_Task details_
Your task is to print all of the material verbatim.
━━━━━ Records for the task
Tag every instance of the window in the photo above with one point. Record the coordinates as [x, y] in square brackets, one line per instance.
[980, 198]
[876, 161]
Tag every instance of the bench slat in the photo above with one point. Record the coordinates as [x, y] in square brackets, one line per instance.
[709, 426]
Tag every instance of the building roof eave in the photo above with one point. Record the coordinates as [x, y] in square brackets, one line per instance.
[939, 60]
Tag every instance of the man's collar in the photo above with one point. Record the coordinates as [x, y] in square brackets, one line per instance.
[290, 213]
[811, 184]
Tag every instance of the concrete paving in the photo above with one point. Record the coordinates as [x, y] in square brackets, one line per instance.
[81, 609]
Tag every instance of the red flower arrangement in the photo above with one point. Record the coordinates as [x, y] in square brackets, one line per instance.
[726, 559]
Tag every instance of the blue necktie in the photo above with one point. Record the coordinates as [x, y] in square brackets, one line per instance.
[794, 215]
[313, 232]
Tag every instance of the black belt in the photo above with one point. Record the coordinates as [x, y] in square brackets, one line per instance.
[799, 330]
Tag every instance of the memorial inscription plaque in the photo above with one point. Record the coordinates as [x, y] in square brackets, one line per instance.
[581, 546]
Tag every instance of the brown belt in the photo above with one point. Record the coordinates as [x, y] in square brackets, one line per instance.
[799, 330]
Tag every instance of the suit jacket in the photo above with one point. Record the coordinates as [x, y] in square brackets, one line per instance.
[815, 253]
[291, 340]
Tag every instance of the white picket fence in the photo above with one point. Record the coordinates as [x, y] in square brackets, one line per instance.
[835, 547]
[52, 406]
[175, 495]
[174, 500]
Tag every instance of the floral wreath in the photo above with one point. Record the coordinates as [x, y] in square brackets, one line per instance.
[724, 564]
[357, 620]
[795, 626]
━━━━━━━━━━
_Solution for this exercise_
Tag every instance of the window in the photo above with one point. Record the coordinates as [x, y] in square brackets, one line per instance.
[980, 198]
[876, 161]
Tag every instance of the bench slat in the photo above with one point. Record the coordinates as [x, y] in square brackets, one line per instance.
[709, 426]
Tag every instance of the building roof eave in the photo above with one point. Record the coordinates as [x, y] in square brackets, one line per instance.
[939, 60]
Tag every instance of the man's collar in the photo above with one point. Record the coordinates as [x, y] in square brackets, one line per instance.
[290, 213]
[811, 184]
Tag every instance of the concrete paving in the photo above with one point. Record the coordinates as [x, y] in square brackets, one line per instance.
[81, 609]
Tag every instance of the red flower arrangement in the photo above with one point. Record the coordinates as [x, y] in square brackets, one line per instance.
[726, 559]
Tag every instance of the blue necktie in the photo above with one point. Record the coordinates as [x, y] in square brackets, one line per instance.
[794, 215]
[313, 232]
Tag every instance of the black belt in the photo above with one point. Record the coordinates as [x, y] in square brackets, one line per instance.
[799, 330]
Tag every instance of the memorial inscription plaque in the photo above with one point. Record the coordinates as [x, y] in square brackets, one line per instance.
[581, 546]
Tag every instance of the brown belt in the photo above with one point. Record the coordinates as [x, y] in square brackets, one line per instance.
[799, 330]
Tag every instance of the suit jacket in the photo above with one point. Record the coordinates as [x, y] in square brackets, one line per instance.
[815, 253]
[291, 340]
Tag every instance of the white picket fence in the photo above with one point. Record the coordinates as [x, y] in square brackets, one line per instance.
[835, 547]
[52, 406]
[175, 495]
[174, 500]
Tag every instance of the floral wreath in the photo above with one point. Record the coordinates as [x, y] in square brackets, one line per instance.
[724, 564]
[357, 620]
[795, 626]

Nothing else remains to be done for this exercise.